### O que fazer:
Mostre todas as linhas dos dados que contêm a palavra "bare". Maiúsculas e minúsculas fazem diferença.

### Dados a processar:
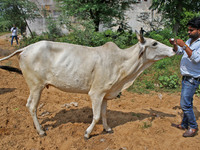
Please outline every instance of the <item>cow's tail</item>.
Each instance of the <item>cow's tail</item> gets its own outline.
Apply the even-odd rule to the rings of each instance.
[[[8,56],[6,56],[6,57],[4,57],[4,58],[1,58],[0,61],[9,59],[9,58],[11,58],[11,57],[15,56],[16,54],[21,53],[21,52],[23,52],[23,51],[24,51],[24,49],[16,50],[16,51],[13,52],[12,54],[10,54],[10,55],[8,55]]]
[[[22,74],[22,71],[18,68],[10,67],[10,66],[0,66],[1,69],[11,71],[11,72],[16,72],[18,74]]]
[[[24,51],[24,49],[19,49],[19,50],[13,52],[12,54],[10,54],[8,56],[6,56],[4,58],[1,58],[0,61],[9,59],[9,58],[11,58],[11,57],[15,56],[16,54],[21,53],[23,51]],[[14,67],[11,67],[11,66],[0,66],[0,68],[4,69],[4,70],[7,70],[7,71],[11,71],[11,72],[16,72],[16,73],[22,74],[22,71],[20,69],[14,68]]]

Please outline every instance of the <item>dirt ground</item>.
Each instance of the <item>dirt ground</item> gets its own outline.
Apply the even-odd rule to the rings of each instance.
[[[0,37],[0,57],[17,49],[8,39]],[[19,67],[16,56],[0,65]],[[47,135],[40,137],[25,106],[29,90],[23,76],[0,69],[0,77],[1,150],[200,150],[200,134],[184,138],[184,131],[171,127],[171,123],[181,121],[180,93],[123,91],[120,98],[108,101],[108,124],[114,133],[103,134],[100,121],[85,141],[84,132],[92,121],[87,95],[44,89],[38,118]],[[194,106],[200,125],[196,96]]]

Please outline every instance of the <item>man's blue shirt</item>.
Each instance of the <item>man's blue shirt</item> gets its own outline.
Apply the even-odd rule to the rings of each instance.
[[[200,38],[190,45],[191,40],[190,38],[186,41],[188,47],[193,51],[190,58],[180,46],[178,46],[176,54],[183,55],[180,64],[181,74],[198,78],[200,77]]]

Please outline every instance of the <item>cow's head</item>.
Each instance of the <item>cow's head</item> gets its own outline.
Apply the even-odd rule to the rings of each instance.
[[[136,35],[139,40],[139,58],[145,57],[147,60],[157,61],[162,58],[175,55],[172,47],[150,38],[144,38],[143,31],[143,29],[141,29],[140,33],[136,31]]]

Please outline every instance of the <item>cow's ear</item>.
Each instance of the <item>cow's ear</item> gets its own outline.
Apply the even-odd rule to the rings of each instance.
[[[135,33],[136,33],[138,41],[140,41],[140,43],[144,44],[145,43],[144,36],[143,36],[144,30],[141,28],[140,33],[138,33],[135,30]]]

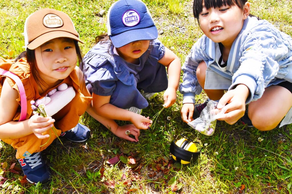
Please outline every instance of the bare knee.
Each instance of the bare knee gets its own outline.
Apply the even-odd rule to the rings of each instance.
[[[205,85],[205,79],[206,78],[206,70],[207,69],[207,65],[204,61],[200,63],[198,66],[196,71],[196,74],[198,79],[198,81],[200,86],[204,88]],[[203,88],[204,89],[204,88]]]
[[[260,131],[270,131],[277,127],[279,122],[275,121],[273,118],[269,118],[266,115],[262,114],[254,114],[253,115],[248,115],[253,126]]]

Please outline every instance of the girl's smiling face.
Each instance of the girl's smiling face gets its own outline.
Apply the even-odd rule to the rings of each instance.
[[[243,10],[236,5],[228,5],[207,9],[203,4],[199,22],[208,38],[215,42],[221,42],[225,47],[231,47],[249,13],[248,3],[246,3]]]
[[[48,84],[67,77],[76,66],[76,48],[71,39],[52,39],[36,49],[34,52],[40,75]]]
[[[148,49],[150,42],[149,40],[134,41],[117,48],[117,50],[120,56],[125,60],[136,64],[138,62],[138,59]]]

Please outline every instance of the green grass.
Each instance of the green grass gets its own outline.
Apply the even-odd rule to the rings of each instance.
[[[2,0],[0,56],[13,58],[24,50],[25,18],[46,7],[71,17],[84,42],[80,46],[85,54],[94,45],[95,36],[106,31],[106,16],[100,17],[99,13],[107,11],[113,2]],[[192,15],[192,1],[144,2],[155,21],[159,39],[183,63],[202,34]],[[250,2],[252,14],[292,35],[292,1]],[[15,151],[0,142],[1,193],[292,193],[291,125],[262,132],[239,122],[230,125],[218,121],[214,134],[207,136],[183,123],[179,112],[182,96],[177,94],[176,102],[157,116],[155,127],[141,131],[137,143],[117,137],[85,114],[80,121],[91,130],[90,139],[75,143],[62,139],[64,146],[57,140],[42,153],[52,172],[52,179],[46,184],[22,184],[23,175],[18,170]],[[162,95],[150,101],[143,115],[152,118],[161,110]],[[206,96],[203,93],[197,97],[201,103]],[[182,165],[170,156],[170,143],[180,138],[181,133],[199,142],[197,163]],[[117,163],[107,163],[117,156]],[[132,163],[133,159],[136,163]],[[14,163],[15,171],[13,166],[9,169]]]

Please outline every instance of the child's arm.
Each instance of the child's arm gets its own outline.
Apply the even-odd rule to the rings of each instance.
[[[247,87],[242,84],[225,93],[219,101],[217,108],[220,109],[224,107],[227,111],[218,120],[230,124],[236,122],[244,114],[246,102],[250,94]]]
[[[140,136],[140,130],[136,128],[134,125],[119,126],[113,120],[107,119],[97,114],[93,111],[91,104],[88,106],[86,111],[118,137],[130,141],[137,142],[139,141],[138,138]],[[126,131],[127,130],[130,131],[130,134],[135,137],[135,139],[126,134]]]
[[[158,62],[167,67],[168,87],[163,95],[166,108],[171,106],[176,99],[176,90],[178,87],[180,76],[181,65],[178,57],[173,52],[165,47],[165,53]]]
[[[94,112],[100,116],[110,119],[128,121],[137,129],[147,129],[152,121],[144,116],[110,103],[110,96],[103,96],[92,94],[92,107]]]
[[[51,117],[36,115],[23,121],[12,121],[19,106],[16,101],[18,97],[17,91],[5,80],[0,96],[0,139],[16,139],[32,133],[39,139],[48,137],[49,135],[41,133],[53,127],[55,120]]]

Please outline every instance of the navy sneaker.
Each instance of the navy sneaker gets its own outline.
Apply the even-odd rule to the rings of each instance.
[[[248,113],[247,109],[245,109],[245,112],[244,112],[244,115],[243,116],[240,118],[239,120],[243,124],[247,124],[248,127],[253,127],[251,121],[248,117]]]
[[[31,183],[45,183],[50,178],[49,168],[41,158],[40,152],[18,159],[26,179]]]
[[[62,133],[60,136],[74,142],[83,142],[90,136],[90,130],[86,126],[78,123],[74,128]]]
[[[201,104],[195,104],[195,109],[194,110],[194,114],[193,114],[193,119],[195,119],[200,117],[200,115],[203,111],[203,109],[207,106],[207,104],[209,102],[209,99],[206,100],[206,101],[203,103]]]

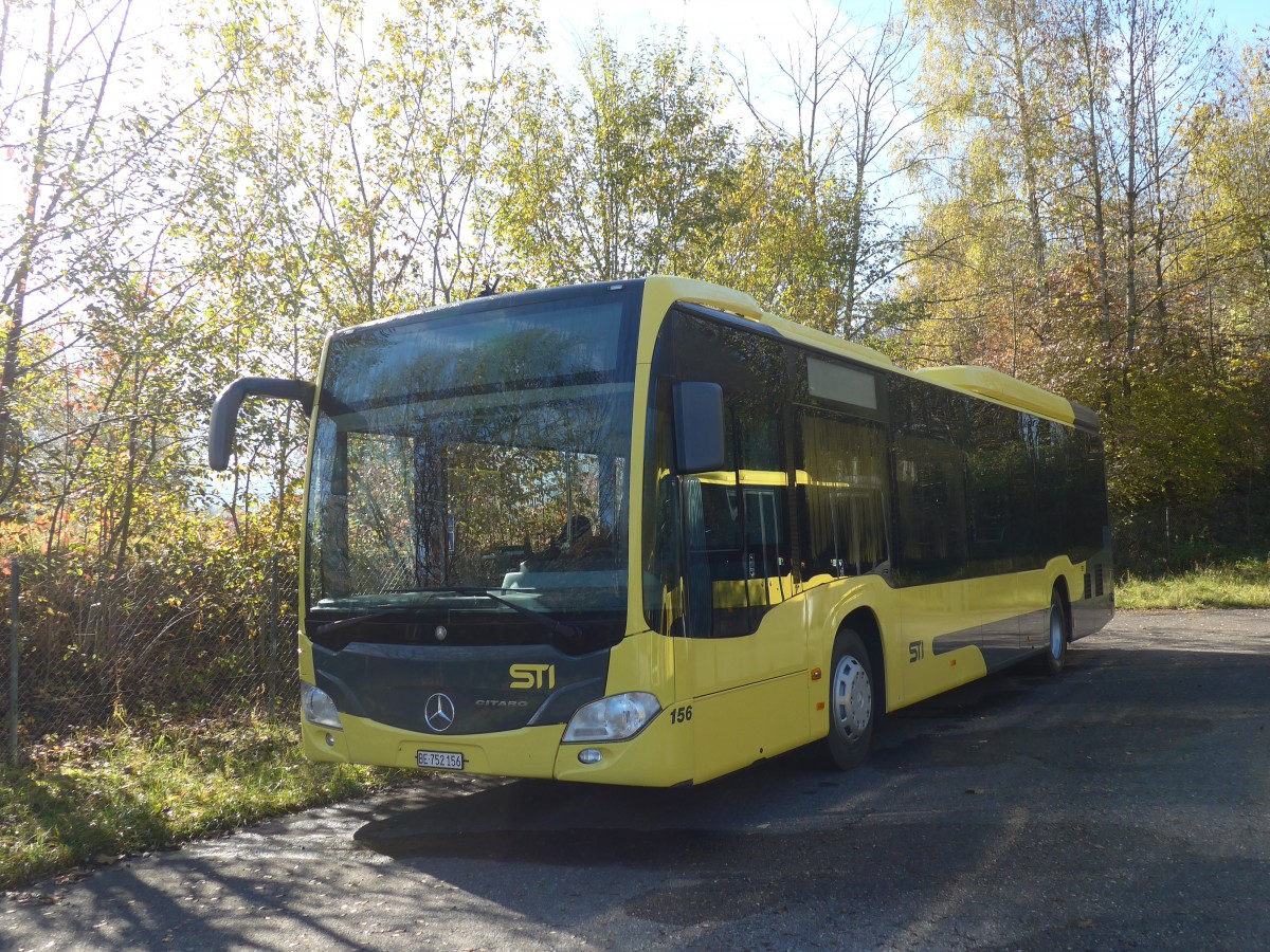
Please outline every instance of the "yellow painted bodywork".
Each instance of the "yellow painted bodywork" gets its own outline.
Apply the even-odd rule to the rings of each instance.
[[[638,340],[631,473],[645,471],[644,425],[657,334],[665,314],[679,301],[729,311],[775,326],[789,340],[907,373],[874,350],[770,315],[748,294],[695,281],[648,278]],[[323,364],[325,359],[324,348]],[[977,368],[944,369],[952,372],[942,376],[926,372],[925,376],[1008,405],[1015,405],[1010,399],[1013,395],[1020,409],[1043,413],[1060,423],[1072,421],[1071,405],[1045,391],[1026,388],[1026,385],[1012,391],[1001,380],[970,372]],[[312,439],[311,430],[310,458]],[[737,481],[732,472],[705,473],[700,479],[721,484]],[[800,484],[806,479],[805,472],[799,472]],[[743,472],[740,482],[787,485],[787,477]],[[833,644],[853,613],[874,619],[880,632],[884,670],[875,677],[885,683],[885,708],[894,711],[984,675],[987,665],[979,649],[968,646],[936,654],[935,638],[1045,611],[1059,578],[1073,594],[1081,592],[1083,584],[1085,566],[1072,565],[1066,559],[1054,560],[1035,572],[906,589],[893,589],[878,574],[846,579],[819,575],[799,585],[791,576],[759,579],[756,581],[762,588],[752,590],[748,600],[763,602],[766,588],[766,599],[779,604],[772,605],[752,635],[668,637],[650,631],[644,618],[639,538],[644,524],[643,500],[644,494],[635,482],[630,493],[626,636],[612,649],[606,685],[610,696],[629,691],[657,696],[662,712],[640,734],[616,744],[563,744],[563,725],[551,725],[504,734],[441,737],[345,715],[343,731],[302,725],[309,757],[414,767],[418,750],[458,751],[465,757],[465,770],[474,773],[640,786],[700,783],[826,736]],[[306,512],[307,505],[306,495]],[[747,599],[739,586],[747,583],[735,584],[737,603],[744,604]],[[921,645],[917,660],[914,645]],[[311,645],[304,633],[300,635],[300,675],[314,683]],[[688,718],[685,715],[690,707]],[[328,736],[331,744],[326,743]],[[578,753],[584,748],[598,749],[602,760],[592,765],[579,763]]]

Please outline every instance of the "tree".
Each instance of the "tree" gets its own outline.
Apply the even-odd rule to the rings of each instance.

### Exercício resolvido:
Please outline every instance of the bare knee.
Each instance of the bare knee gets its own outline.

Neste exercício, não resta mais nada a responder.